## TEXTAUSZUG
Die Case Fatality Rate, die Ioannidis et al. berechnen, variiert zwischen 0,12% und 0,2% und basiert auf der Annahme, dass in den offiziellen Zahlen alle COVID-19 Tote abgebildet werden, sie schwankt um 66,7% und stellt somit ebenfalls das dar, was man anhand normaler statistischer Kriterien von Validität und Reliabilität nicht als verlässliches und gültiges Ergebnis ansehen wird.

Dessen ungeachtet zeigt die Studie von Ioannidis et al., dass ein flächendeckender Test auf Antikörper durchgeführt für eine ausreichende Zahl von Bürgern, das wären im Minimum 1% der Bevölkerung eines Landes, Aufschlüsse über die Verbreitung von SARS-CoV-2 bringen kann. Aber das wussten wir auch schon bevor die Studie aus Stanford durchgeführt wurde.

## VORLIEGENDE AUFLISTUNG

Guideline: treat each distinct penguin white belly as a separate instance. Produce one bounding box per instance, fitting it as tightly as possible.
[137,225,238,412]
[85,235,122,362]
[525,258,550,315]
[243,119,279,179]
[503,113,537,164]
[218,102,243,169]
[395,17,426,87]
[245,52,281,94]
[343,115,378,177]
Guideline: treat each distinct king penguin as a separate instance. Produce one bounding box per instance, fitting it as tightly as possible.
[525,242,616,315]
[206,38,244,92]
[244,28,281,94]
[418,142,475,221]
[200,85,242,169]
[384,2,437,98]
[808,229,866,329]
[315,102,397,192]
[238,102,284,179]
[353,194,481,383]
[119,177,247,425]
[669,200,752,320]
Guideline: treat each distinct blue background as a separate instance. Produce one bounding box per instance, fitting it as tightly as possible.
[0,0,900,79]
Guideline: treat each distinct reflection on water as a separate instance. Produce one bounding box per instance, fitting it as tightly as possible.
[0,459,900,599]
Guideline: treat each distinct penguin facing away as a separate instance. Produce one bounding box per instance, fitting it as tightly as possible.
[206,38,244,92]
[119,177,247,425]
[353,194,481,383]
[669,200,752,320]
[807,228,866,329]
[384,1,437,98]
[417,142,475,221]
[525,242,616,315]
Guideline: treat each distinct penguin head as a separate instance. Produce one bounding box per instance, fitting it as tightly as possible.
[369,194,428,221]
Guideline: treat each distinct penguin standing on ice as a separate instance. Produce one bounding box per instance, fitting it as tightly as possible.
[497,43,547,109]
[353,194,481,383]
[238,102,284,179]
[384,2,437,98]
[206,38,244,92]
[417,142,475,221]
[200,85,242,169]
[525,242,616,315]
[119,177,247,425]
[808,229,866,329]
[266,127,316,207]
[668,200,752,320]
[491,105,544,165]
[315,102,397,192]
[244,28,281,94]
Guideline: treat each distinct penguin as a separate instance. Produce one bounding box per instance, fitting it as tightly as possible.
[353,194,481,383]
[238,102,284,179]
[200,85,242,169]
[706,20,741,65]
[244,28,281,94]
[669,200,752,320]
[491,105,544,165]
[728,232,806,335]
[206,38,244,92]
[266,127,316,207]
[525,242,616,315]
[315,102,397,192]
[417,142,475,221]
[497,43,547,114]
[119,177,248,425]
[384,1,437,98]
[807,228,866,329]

## ARBEITSAUFTRAG
Kopiere aus dem Textauszug über die Studie von Ioannidis et al. wortgetreu den Abschnitt, der bei „Die Case Fatality“ beginnt und bei „Ergebnis ansehen wird.“ endet. Die Auflistung stammt aus einer anderen Quelle.

## MUSTERLÖSUNG
Die Case Fatality Rate, die Ioannidis et al. berechnen, variiert zwischen 0,12% und 0,2% und basiert auf der Annahme, dass in den offiziellen Zahlen alle COVID-19 Tote abgebildet werden, sie schwankt um 66,7% und stellt somit ebenfalls das dar, was man anhand normaler statistischer Kriterien von Validität und Reliabilität nicht als verlässliches und gültiges Ergebnis ansehen wird.